• _EXERCISE DIRECTIONS_:
Lay out every line of the listing below as a Markdown table with two columns, Row for the line's number in sequence and Text for the line itself. Leave out blank lines.

• _DATA_:
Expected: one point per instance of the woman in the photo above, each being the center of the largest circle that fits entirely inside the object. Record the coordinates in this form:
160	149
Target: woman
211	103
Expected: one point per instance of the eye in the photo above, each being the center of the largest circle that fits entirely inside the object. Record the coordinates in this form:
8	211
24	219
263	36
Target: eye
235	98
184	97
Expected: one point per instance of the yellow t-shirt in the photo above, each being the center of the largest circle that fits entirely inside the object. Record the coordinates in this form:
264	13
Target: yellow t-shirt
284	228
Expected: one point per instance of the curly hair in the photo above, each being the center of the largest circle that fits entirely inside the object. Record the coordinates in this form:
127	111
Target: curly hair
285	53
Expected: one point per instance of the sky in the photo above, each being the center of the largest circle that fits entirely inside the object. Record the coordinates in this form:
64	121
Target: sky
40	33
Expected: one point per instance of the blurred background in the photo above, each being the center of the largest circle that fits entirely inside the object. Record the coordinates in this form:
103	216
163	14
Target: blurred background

• _SOLUTION TO THE EXERCISE_:
| Row | Text |
|---|---|
| 1 | Expected: one point per instance of the woman in the photo above, each being the center of the largest circle that fits entirely inside the object. Record the coordinates in this form: |
| 2 | 160	149 |
| 3 | Target: woman |
| 4 | 211	103 |
| 5 | Expected: one point per instance of the eye in the photo above, each being the center of the largest circle that fits entirely inside the object. Record the coordinates in this form: |
| 6 | 8	211 |
| 7 | 24	219 |
| 8 | 263	36 |
| 9 | Target: eye |
| 10 | 235	98 |
| 11 | 184	97 |
| 12 | Expected: one point per instance of the yellow t-shirt in the photo above, each being the center of the largest circle that fits entirely inside the object. Record the coordinates in this form: |
| 13 | 264	13 |
| 14 | Target: yellow t-shirt |
| 15 | 284	228 |
| 16 | Expected: one point per instance of the curly hair in the photo above, each being the center of the largest circle that fits entirely inside the object. Record the coordinates in this form: |
| 17 | 127	111 |
| 18 | Target: curly hair |
| 19 | 285	53 |
| 20 | Expected: one point per instance of the sky in the photo above, each being the center of the largest circle that fits entirely inside the object. Record the coordinates in this form: |
| 21 | 64	121 |
| 22 | Target: sky |
| 23 | 40	33 |
| 24 | Expected: one point per instance of the blurred background in the photo above, each being the center of the largest circle that fits entirely inside the object. Record the coordinates in this form: |
| 25 | 103	216 |
| 26 | 163	14 |
| 27 | Target: blurred background |